• _WHAT TO WORK ON_
A - Update the text on acromegaly studies in cats by restating it from "Whew, that was" up to and including "positive over time.", with "cabergoline" replaced by "pasireotide".
B - Pick up the text on acromegaly studies in cats after its last sentence and write the next part.

• _DOCUMENT EXTRACT_
Whew, that was a lot of work!
The first reference was dated 2016, but a lot of really old thinking. By that time radiation therapy was common, hypophysectomy was starting and cabergoline trials were also underway in 2016. Yet this article called acromegaly a rare condition with no treatments. Just read this paper, and nothing in there says that in the study of 5 cats there was no case of false positive. Rather, a false negative that became positive over time.
The next paper is even older, published in 2000. IGF-1 measurement were done using a human assay for IGF-1. 8 cats were studied and IGF-1 results compared to human and rat IGF-1. It's a rather technical paper but ends with "Further carefully controlled studies are required to address these issues." One of those issues is the lack of correlation between IGF-1 and growth hormone, which is the first paper identified as a problem because growth hormone amounts fluctuate throughout the day.
The third reference, from 2004 studied a good number of cats. It did have one flaw, it used physical features to screen for acromegaly, which 65% do not have on diagnosis. However, it did conclude "Our findings suggest that such caution is most warranted when a diagnosis of acromegaly is sought based on IGF-I levels in long-term insulin treated diabetic cats", where long term insulin treated cats was over 14 months. Apparently long term insulin treated diabetic cats can have higher levels of IGF-1. Copernicus is not a long term diabetic.

[Region pointing data]

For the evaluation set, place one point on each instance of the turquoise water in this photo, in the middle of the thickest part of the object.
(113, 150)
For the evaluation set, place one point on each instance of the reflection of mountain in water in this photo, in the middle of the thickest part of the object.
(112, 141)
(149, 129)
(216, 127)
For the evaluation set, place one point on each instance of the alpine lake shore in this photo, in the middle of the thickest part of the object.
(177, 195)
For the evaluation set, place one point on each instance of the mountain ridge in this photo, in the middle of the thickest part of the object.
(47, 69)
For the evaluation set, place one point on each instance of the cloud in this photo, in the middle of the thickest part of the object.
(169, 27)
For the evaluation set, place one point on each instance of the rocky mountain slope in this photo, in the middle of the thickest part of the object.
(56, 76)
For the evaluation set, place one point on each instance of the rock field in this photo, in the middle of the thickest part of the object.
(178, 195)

• _RESULTS IN ORDER_
A -
Whew, that was a lot of work!
The first reference was dated 2016, but a lot of really old thinking. By that time radiation therapy was common, hypophysectomy was starting and pasireotide trials were also underway in 2016. Yet this article called acromegaly a rare condition with no treatments. Just read this paper, and nothing in there says that in the study of 5 cats there was no case of false positive. Rather, a false negative that became positive over time.

B -
A more recent and relevant note is that the way IGF-1 is measured has been changed from a radioimmunoassay (the above 3 references) to a chemical one, as of 2023.
MSU reference range changed for IGF-1 (and paper). The results from MSU reflect these change. A quote from the paper in the post I linked is "Therefore, measurement of IGF-1 has become a standard screening test for HS in cats [
1,
2,
7]." The paper studied results from 50 cats.
So my summary to me, testing IGF-1 too early can show false negatives. Testing after a year-ish, can lead to some false positives.